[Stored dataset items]
....................
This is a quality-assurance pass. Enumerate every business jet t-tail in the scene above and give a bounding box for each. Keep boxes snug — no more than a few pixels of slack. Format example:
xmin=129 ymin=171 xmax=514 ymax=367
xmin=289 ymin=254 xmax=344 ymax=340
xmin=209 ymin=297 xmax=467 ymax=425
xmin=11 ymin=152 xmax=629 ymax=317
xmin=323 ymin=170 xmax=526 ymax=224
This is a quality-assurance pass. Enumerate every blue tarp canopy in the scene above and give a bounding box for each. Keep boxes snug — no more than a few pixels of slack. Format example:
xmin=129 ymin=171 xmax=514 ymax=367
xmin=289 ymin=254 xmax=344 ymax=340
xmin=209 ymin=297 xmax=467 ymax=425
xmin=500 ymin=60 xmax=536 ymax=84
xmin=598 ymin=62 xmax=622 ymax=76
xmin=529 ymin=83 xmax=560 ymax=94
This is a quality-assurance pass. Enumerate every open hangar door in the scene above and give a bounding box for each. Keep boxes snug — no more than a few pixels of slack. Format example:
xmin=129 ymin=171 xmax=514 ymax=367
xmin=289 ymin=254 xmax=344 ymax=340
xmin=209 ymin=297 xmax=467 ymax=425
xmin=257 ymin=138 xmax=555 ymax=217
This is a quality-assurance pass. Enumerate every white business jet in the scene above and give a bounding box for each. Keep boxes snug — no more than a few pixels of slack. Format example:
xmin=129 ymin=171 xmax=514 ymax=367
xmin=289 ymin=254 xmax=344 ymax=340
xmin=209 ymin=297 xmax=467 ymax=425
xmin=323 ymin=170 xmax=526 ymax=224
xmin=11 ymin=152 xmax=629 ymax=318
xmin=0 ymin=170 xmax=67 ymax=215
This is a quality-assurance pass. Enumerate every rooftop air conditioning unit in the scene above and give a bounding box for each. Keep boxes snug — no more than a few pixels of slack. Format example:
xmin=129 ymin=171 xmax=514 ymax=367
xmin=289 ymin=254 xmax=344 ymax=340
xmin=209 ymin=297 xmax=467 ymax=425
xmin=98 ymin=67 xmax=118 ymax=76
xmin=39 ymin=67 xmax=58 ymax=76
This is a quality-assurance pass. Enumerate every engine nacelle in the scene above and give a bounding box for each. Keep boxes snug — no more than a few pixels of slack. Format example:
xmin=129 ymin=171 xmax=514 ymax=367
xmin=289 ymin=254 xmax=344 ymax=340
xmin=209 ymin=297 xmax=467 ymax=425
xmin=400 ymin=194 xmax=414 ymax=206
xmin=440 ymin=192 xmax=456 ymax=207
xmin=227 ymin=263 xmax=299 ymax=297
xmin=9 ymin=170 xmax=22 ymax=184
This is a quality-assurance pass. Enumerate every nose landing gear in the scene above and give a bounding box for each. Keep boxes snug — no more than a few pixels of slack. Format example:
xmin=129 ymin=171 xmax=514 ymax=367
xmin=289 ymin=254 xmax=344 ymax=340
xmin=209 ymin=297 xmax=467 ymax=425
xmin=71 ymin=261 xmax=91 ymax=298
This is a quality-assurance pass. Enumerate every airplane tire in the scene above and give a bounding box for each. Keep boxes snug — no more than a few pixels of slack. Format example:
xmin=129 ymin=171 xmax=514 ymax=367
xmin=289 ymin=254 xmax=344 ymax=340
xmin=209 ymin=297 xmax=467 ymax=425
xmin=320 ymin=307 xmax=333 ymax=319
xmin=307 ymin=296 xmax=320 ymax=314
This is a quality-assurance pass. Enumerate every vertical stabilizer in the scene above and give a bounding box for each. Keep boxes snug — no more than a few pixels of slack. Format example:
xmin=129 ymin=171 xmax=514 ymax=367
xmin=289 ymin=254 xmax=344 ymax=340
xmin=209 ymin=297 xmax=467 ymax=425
....................
**Stated task:** Reproduce every one of the records, switching "Enumerate" to "List" and keeping all other text unchanged.

**Answer to this task:**
This is a quality-assurance pass. List every business jet t-tail in the scene above and give a bounding box for each. Keep boxes snug — no more than a few pixels of slack. Format example:
xmin=129 ymin=171 xmax=514 ymax=367
xmin=289 ymin=254 xmax=344 ymax=340
xmin=209 ymin=297 xmax=467 ymax=425
xmin=11 ymin=152 xmax=629 ymax=317
xmin=323 ymin=170 xmax=526 ymax=224
This is a quality-assurance pass. List every blue tarp canopy in the scene above and give a bounding box for each. Keep boxes snug — no more than a few pixels of slack. Format example:
xmin=129 ymin=171 xmax=514 ymax=367
xmin=289 ymin=254 xmax=344 ymax=340
xmin=209 ymin=297 xmax=467 ymax=425
xmin=500 ymin=60 xmax=536 ymax=84
xmin=598 ymin=62 xmax=622 ymax=76
xmin=529 ymin=83 xmax=560 ymax=94
This is a quality-assurance pass. List every open hangar door in the scene above and give a bounding box for each. Keep boxes snug — no more than a few pixels of slack. Format example:
xmin=129 ymin=171 xmax=514 ymax=367
xmin=289 ymin=254 xmax=344 ymax=340
xmin=209 ymin=297 xmax=467 ymax=425
xmin=257 ymin=138 xmax=555 ymax=217
This is a quality-assurance pass. List every white business jet in the scene above and give a bounding box for each. Keep boxes snug — no more than a few pixels of slack. Format example:
xmin=129 ymin=171 xmax=514 ymax=367
xmin=289 ymin=254 xmax=344 ymax=340
xmin=209 ymin=297 xmax=467 ymax=425
xmin=323 ymin=170 xmax=526 ymax=224
xmin=11 ymin=152 xmax=629 ymax=318
xmin=0 ymin=170 xmax=67 ymax=215
This is a quality-assurance pass. List every rooftop air conditioning unit in the scene above and give a bounding box for each. Keep boxes snug — no more than a few pixels of slack. Format example:
xmin=129 ymin=171 xmax=514 ymax=367
xmin=289 ymin=254 xmax=344 ymax=340
xmin=209 ymin=297 xmax=467 ymax=425
xmin=98 ymin=67 xmax=118 ymax=76
xmin=39 ymin=67 xmax=58 ymax=76
This is a quality-assurance pass. List every engine nacelle in the scene above and give a bounding box for each. Keep boxes snug — no more than a few pixels of slack. Format example:
xmin=129 ymin=171 xmax=514 ymax=367
xmin=289 ymin=254 xmax=344 ymax=340
xmin=209 ymin=297 xmax=467 ymax=425
xmin=400 ymin=194 xmax=414 ymax=206
xmin=440 ymin=192 xmax=456 ymax=207
xmin=227 ymin=263 xmax=299 ymax=297
xmin=9 ymin=170 xmax=22 ymax=184
This is a quality-assurance pass. List every nose landing gear in the scene above and give a bounding box for each. Keep boxes snug — no more than a few pixels of slack. Format example:
xmin=129 ymin=171 xmax=514 ymax=367
xmin=289 ymin=254 xmax=344 ymax=340
xmin=209 ymin=297 xmax=467 ymax=425
xmin=71 ymin=261 xmax=91 ymax=298
This is a quality-assurance pass. List every airplane tire in the scene above and give a bounding box for each. Keep boxes snug — no more than a few pixels of slack. Format example:
xmin=129 ymin=171 xmax=514 ymax=367
xmin=289 ymin=254 xmax=344 ymax=340
xmin=209 ymin=297 xmax=467 ymax=425
xmin=320 ymin=307 xmax=333 ymax=319
xmin=307 ymin=296 xmax=320 ymax=314
This is a quality-assurance pass. List every vertical stabilizer in the scene above and give a bounding box for each. Keep boxes snug — no more than a few pixels of slack. Format example:
xmin=129 ymin=171 xmax=514 ymax=367
xmin=289 ymin=254 xmax=344 ymax=340
xmin=209 ymin=297 xmax=467 ymax=425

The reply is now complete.